What you should do » Copy out the entries from the line with "Referring to the image above, where is the loader cab" up to and including the line with "[133,25,139,34]", keeping every line, and raise each box coordinate in those lines by 83.
*** Data lines
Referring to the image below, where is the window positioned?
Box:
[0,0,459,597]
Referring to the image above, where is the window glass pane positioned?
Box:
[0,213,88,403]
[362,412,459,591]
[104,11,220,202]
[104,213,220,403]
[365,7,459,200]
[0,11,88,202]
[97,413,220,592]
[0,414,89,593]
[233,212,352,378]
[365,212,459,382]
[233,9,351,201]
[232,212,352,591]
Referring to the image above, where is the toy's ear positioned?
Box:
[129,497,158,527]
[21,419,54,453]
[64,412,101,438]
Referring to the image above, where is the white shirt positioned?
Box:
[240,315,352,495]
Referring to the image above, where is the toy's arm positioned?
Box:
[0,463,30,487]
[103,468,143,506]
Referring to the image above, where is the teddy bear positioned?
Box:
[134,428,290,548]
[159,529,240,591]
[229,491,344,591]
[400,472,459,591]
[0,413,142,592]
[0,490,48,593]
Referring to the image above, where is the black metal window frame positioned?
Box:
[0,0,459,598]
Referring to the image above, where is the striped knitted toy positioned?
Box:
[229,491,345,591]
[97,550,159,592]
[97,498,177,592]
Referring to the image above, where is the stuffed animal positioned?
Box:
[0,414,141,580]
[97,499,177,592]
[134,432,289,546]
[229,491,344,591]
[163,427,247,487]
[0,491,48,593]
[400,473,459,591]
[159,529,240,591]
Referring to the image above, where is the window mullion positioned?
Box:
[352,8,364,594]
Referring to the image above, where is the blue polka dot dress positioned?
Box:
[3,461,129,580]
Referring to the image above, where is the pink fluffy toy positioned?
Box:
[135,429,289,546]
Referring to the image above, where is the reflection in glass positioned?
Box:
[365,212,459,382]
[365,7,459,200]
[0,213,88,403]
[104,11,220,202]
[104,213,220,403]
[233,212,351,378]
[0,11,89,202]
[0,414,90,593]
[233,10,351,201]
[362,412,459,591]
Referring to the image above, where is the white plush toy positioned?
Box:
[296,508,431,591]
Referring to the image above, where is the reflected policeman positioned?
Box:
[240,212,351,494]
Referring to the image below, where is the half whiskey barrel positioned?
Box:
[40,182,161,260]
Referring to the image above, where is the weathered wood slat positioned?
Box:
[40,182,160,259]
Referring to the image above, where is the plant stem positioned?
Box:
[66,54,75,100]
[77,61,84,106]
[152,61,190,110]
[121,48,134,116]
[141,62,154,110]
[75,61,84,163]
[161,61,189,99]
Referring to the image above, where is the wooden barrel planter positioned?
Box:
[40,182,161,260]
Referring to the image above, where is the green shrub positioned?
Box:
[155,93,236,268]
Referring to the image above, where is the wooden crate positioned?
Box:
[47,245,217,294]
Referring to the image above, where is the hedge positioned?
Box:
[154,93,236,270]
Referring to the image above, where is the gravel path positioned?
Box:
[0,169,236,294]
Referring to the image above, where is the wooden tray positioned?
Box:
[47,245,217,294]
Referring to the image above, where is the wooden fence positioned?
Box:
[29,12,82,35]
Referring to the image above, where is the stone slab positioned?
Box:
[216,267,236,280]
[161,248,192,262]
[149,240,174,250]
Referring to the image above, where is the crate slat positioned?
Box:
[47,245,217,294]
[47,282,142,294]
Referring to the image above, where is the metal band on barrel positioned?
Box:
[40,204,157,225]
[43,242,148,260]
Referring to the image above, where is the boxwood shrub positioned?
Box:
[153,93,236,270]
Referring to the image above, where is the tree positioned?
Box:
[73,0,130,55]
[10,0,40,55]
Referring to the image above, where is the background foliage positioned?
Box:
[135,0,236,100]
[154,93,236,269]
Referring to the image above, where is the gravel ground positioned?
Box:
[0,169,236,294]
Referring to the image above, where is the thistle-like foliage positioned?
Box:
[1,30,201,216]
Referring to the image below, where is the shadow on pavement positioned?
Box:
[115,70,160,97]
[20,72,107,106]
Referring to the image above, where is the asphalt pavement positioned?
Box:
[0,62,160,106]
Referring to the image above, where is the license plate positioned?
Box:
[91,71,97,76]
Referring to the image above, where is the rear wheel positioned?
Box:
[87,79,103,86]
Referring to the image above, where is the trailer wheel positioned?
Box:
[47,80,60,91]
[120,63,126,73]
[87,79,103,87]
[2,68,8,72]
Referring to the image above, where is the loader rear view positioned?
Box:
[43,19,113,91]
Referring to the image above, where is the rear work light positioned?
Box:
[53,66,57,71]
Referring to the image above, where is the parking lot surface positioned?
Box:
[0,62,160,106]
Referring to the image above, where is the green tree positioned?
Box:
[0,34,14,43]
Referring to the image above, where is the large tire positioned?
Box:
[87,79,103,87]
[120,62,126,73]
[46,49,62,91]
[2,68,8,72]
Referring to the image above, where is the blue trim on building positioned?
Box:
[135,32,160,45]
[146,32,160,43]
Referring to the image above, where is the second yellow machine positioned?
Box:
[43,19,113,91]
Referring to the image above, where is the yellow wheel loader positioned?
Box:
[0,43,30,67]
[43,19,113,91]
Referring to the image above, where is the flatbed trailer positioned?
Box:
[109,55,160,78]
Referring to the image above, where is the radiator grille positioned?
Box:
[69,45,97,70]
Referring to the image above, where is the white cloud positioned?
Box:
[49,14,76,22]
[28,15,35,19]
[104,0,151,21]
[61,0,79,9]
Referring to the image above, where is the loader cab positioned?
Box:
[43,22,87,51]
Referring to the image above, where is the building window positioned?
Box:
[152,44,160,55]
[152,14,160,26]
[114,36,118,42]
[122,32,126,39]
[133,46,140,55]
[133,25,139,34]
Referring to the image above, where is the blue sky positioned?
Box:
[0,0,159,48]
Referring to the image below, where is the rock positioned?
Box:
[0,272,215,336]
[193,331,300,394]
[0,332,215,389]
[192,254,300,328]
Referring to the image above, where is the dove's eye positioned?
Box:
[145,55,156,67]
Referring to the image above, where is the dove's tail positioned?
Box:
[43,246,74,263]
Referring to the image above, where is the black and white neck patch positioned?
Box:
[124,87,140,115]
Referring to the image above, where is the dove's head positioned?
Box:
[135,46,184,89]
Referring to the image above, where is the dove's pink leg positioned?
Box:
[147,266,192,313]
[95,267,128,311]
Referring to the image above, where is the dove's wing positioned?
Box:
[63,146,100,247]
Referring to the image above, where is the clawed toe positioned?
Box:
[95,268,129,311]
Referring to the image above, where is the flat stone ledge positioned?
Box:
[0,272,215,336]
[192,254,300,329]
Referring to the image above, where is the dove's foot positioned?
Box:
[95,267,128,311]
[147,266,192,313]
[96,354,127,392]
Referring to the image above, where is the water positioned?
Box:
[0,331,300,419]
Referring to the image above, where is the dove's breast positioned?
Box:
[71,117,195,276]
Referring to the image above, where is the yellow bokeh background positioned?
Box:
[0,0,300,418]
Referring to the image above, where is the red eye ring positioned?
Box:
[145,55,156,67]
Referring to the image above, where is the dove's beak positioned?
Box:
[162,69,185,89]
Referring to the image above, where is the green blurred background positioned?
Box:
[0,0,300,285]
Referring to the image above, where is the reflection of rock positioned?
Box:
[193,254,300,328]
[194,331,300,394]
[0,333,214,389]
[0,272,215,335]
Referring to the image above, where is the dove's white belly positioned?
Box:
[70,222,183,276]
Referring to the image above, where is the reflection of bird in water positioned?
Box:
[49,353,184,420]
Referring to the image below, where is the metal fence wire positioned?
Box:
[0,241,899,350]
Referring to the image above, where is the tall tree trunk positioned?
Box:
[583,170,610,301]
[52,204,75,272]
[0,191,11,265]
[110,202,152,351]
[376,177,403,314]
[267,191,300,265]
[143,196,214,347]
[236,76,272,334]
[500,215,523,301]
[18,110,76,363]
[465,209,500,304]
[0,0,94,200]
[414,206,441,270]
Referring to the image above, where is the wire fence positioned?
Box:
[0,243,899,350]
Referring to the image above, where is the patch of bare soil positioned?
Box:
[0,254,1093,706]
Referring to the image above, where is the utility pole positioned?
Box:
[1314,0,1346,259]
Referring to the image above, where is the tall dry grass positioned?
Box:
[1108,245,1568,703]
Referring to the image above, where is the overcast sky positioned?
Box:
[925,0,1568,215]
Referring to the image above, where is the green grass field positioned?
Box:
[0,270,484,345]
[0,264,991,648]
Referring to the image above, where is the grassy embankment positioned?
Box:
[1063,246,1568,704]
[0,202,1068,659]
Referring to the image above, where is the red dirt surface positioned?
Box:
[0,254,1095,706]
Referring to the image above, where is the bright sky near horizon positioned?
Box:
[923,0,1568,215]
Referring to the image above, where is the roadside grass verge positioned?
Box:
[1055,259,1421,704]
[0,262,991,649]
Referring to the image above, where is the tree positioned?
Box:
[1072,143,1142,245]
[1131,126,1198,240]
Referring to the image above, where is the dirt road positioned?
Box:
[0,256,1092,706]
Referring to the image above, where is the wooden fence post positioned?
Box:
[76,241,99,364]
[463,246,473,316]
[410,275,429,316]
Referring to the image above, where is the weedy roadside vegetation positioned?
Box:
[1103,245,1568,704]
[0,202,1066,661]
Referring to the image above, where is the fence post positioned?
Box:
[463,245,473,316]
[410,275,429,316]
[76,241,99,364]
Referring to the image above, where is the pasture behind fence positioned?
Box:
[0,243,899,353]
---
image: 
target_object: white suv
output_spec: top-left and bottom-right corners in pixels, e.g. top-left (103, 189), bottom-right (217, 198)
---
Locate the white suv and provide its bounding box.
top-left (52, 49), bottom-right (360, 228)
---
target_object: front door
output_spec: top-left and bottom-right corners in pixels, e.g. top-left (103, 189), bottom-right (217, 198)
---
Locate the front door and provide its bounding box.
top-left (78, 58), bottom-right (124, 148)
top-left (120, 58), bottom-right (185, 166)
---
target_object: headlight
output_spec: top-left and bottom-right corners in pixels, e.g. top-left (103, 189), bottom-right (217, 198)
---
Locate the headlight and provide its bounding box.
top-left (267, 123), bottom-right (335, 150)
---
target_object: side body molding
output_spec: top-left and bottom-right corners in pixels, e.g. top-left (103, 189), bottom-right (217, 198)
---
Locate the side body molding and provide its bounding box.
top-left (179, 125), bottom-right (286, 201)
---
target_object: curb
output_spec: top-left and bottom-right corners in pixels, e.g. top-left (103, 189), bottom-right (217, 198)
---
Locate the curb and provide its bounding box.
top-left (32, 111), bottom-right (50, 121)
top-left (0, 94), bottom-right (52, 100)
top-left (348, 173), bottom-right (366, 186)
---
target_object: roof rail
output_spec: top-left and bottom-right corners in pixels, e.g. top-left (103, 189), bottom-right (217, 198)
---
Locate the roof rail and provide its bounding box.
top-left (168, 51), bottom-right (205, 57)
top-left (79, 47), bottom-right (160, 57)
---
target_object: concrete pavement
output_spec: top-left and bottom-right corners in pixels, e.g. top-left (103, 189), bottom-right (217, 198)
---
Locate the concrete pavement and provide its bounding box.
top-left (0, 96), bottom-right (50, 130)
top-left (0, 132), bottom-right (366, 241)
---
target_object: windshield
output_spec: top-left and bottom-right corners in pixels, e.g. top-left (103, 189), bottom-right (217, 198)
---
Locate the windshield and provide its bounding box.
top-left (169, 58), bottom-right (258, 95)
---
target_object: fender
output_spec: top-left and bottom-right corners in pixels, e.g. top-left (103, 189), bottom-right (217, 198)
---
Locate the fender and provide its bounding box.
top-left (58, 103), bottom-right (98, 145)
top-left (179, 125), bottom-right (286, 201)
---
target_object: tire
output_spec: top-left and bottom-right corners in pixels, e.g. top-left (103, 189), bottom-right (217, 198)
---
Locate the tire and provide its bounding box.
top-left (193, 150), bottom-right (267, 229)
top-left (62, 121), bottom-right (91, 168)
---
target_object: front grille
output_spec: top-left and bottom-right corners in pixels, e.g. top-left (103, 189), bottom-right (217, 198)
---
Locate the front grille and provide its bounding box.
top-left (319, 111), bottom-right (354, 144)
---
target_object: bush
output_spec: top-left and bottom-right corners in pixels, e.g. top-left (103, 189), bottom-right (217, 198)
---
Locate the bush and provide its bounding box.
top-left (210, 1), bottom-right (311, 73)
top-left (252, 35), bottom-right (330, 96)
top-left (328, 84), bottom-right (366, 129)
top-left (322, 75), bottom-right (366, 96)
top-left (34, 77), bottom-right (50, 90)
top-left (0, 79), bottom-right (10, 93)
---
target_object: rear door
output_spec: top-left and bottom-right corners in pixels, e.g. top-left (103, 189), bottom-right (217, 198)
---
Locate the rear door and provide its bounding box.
******
Result of the exercise »
Referring to the image above, where is the loader cab positioned?
Box:
[126,105,170,134]
Referring to the image above, where is the building window positioned?
Box:
[235,127,243,138]
[235,97,243,109]
[197,119,201,125]
[205,115,209,122]
[216,129,223,138]
[216,108,222,117]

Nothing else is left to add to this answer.